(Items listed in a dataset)
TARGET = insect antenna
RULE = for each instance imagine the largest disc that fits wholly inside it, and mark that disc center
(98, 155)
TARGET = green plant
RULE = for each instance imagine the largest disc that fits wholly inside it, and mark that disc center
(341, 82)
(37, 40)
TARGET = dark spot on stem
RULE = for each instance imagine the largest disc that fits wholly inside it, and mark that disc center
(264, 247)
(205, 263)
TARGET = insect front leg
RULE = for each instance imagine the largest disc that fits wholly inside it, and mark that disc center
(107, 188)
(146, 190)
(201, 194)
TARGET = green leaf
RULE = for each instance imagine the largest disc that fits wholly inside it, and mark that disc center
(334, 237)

Objective: Reproduce every one of the lines above, requests included, and shift each coordinate value in the answers by -48.

Result:
TARGET = insect antenna
RULE = for each instance imagine the largest disc that fits wholly inside it, and mark that disc center
(50, 107)
TARGET = green plant
RULE = for each instance imagine the largest disc that fits wholly inside it, and mark that disc center
(293, 34)
(-11, -8)
TARGET = dark spot on stem
RULE = for each instance imagine the largest disc that fits wholly inside it, and mark that disc center
(216, 199)
(157, 215)
TARGET = insect front leg
RULE = for each instance imagine the largest disc that fits wholly inside it, and mark that disc center
(59, 140)
(98, 142)
(153, 146)
TARGET = green leaf
RULE = for each instance imagine the largest disc that fits wholly inside it, and mark that disc center
(286, 189)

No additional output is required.